### FRAGMENTO PARA LEER
________________

Dicen que las muertes de Plath y Curtis, distorsionaron la percepción que tenemos de ellos. Fueron mucho más que trágicas figuras.

El epitafio de Sylvia Plath, elegido por Ted Hughes y extraído del libro Monkey, del escritor chino Wu Cheng’en de mediados del siglo XVI, dice «Even amidst fierce flames the golden lotus can be planted», que significa que incluso en medio de las llamas feroces se puede plantar loto dorado. Ambos, Plath y Curtis, fueron a su modo estigmatizados por la enfermedad, y el dilema, en ocasiones, es discernir si a pesar de las llamas de la enfermedad fueron capaces de crear o si fueron las llamas las que provocaron esa creación.

"El arte es la fiebre que se derrama en cientos, miles de páginas, o en canciones, o en lienzos, o esculpe la roca o se desangra en un obturador bien abierto"

Es habitual escuchar aquello de que los artistas están algo locos. Se desdibujan después los linderos entre el «ya lo estaban o fueron las drogas, la fama y los excesos». No sólo se suicidan las estrellas, pero sí suelen tener nombre y rostro. De hecho muchas de esas estrellas, por su fugacidad, eran casi anónimas o al menos no eran las estrellas en las que se convirtieron.

________________

### EXTRACTOS DE DATOS
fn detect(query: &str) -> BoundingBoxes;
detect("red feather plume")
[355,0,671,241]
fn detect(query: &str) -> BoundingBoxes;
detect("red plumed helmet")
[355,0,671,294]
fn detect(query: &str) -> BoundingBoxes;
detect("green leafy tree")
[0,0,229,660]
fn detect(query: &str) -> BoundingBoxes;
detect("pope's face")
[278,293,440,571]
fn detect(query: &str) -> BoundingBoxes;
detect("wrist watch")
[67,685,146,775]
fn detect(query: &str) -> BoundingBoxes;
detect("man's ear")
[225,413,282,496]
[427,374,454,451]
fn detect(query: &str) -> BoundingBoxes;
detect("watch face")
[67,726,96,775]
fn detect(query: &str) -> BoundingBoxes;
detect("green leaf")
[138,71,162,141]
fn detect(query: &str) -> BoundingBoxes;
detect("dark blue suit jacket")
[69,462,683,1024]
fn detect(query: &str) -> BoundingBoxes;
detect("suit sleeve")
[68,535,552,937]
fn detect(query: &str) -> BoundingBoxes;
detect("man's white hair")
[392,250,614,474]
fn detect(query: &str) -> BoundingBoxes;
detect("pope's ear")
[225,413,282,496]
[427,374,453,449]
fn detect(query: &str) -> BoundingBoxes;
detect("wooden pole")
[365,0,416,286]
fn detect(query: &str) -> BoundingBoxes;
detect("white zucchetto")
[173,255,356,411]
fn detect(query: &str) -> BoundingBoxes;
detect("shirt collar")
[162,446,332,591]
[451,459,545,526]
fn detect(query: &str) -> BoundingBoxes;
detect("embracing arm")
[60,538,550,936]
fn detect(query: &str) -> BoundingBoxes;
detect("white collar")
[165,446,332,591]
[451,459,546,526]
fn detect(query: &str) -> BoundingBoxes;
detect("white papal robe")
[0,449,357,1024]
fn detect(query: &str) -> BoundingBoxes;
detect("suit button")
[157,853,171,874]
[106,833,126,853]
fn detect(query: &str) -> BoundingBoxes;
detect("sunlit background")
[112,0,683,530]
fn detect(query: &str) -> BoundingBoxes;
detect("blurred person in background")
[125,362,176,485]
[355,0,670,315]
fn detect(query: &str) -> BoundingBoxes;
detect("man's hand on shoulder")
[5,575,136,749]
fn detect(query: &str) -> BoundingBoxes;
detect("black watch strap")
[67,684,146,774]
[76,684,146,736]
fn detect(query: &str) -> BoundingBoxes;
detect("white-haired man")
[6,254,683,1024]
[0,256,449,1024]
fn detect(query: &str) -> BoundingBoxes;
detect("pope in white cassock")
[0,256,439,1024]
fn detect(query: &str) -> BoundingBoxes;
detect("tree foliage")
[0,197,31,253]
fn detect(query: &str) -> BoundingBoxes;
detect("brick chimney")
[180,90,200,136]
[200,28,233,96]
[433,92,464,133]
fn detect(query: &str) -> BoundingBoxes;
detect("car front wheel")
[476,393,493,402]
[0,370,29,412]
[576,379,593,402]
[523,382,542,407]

________________

### CONSIGNA DE TRABAJO 1
Transcribe del fragmento sobre Plath y Curtis el pasaje comprendido entre «Dicen que las» y «provocaron esa creación.», ambos incluidos.
### CONSIGNA DE TRABAJO 2
Responde según el fragmento sobre Plath y Curtis:
(a) ¿Quién eligió el epitafio de Sylvia Plath?
(b) ¿De qué libro se extrajo ese epitafio?
(c) ¿Qué suelen tener las estrellas que se suicidan?
### CONSIGNA DE TRABAJO 3
Indica si cada afirmación coincide con el fragmento sobre Plath y Curtis y cita las palabras que lo deciden:
(a) El epitafio de Plath procede de la obra de un escritor japonés.
(b) Es habitual oír que los artistas están algo locos.
(c) Solo se suicidan las estrellas.
El material no interviene en este ejercicio.

### RESPUESTA 1
Dicen que las muertes de Plath y Curtis, distorsionaron la percepción que tenemos de ellos. Fueron mucho más que trágicas figuras.

El epitafio de Sylvia Plath, elegido por Ted Hughes y extraído del libro Monkey, del escritor chino Wu Cheng’en de mediados del siglo XVI, dice «Even amidst fierce flames the golden lotus can be planted», que significa que incluso en medio de las llamas feroces se puede plantar loto dorado. Ambos, Plath y Curtis, fueron a su modo estigmatizados por la enfermedad, y el dilema, en ocasiones, es discernir si a pesar de las llamas de la enfermedad fueron capaces de crear o si fueron las llamas las que provocaron esa creación.

### RESPUESTA 2
(a) Ted Hughes.
(b) De Monkey, del escritor chino Wu Cheng’en, de mediados del siglo XVI.
(c) Nombre y rostro.

### RESPUESTA 3
(a) No: «del escritor chino Wu Cheng’en».
(b) Sí: «Es habitual escuchar aquello de que los artistas están algo locos».
(c) No: «No sólo se suicidan las estrellas».